INPUT:

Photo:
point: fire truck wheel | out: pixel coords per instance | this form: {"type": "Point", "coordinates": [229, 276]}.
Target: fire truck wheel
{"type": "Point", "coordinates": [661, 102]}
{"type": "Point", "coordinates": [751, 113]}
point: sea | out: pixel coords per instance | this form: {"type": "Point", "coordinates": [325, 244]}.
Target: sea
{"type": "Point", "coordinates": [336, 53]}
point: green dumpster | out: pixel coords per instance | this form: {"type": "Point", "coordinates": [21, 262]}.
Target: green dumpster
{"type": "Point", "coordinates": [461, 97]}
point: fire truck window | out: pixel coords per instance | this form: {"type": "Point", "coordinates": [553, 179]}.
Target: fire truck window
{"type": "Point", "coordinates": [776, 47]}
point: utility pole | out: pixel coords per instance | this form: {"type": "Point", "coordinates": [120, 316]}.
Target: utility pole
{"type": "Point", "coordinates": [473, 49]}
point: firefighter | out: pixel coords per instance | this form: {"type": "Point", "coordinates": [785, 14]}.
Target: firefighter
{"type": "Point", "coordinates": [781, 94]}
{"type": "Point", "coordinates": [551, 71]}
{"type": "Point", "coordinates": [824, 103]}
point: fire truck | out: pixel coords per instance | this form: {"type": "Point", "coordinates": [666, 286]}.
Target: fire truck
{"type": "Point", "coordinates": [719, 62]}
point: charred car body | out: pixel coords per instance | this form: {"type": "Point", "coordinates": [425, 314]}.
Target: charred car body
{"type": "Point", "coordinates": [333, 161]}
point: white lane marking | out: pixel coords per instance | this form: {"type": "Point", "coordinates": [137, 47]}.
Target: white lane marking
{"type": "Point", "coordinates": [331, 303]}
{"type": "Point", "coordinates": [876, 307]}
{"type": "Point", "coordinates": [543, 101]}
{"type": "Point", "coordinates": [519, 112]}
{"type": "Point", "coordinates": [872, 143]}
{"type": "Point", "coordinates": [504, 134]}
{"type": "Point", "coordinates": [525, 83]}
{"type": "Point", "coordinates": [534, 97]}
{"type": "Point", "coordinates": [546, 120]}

EXERCISE: Look over the listing above and copy each line that contains "this".

SOLVED PROBLEM:
point: fire truck wheel | out: pixel coords per instance | this form: {"type": "Point", "coordinates": [229, 276]}.
point: sea | out: pixel coords per instance | this form: {"type": "Point", "coordinates": [325, 244]}.
point: green dumpster | out: pixel coords per instance | this form: {"type": "Point", "coordinates": [21, 262]}.
point: fire truck window | out: pixel coords per instance | this form: {"type": "Point", "coordinates": [553, 179]}.
point: utility pole | out: pixel coords per instance | this form: {"type": "Point", "coordinates": [120, 316]}.
point: firefighter | out: pixel coords per instance | this form: {"type": "Point", "coordinates": [785, 14]}.
point: fire truck | out: pixel coords per instance | this form: {"type": "Point", "coordinates": [666, 286]}.
point: charred car body | out: pixel coords per instance | this form: {"type": "Point", "coordinates": [425, 314]}.
point: white lane marking | out: pixel coords per instance | this form: {"type": "Point", "coordinates": [137, 47]}.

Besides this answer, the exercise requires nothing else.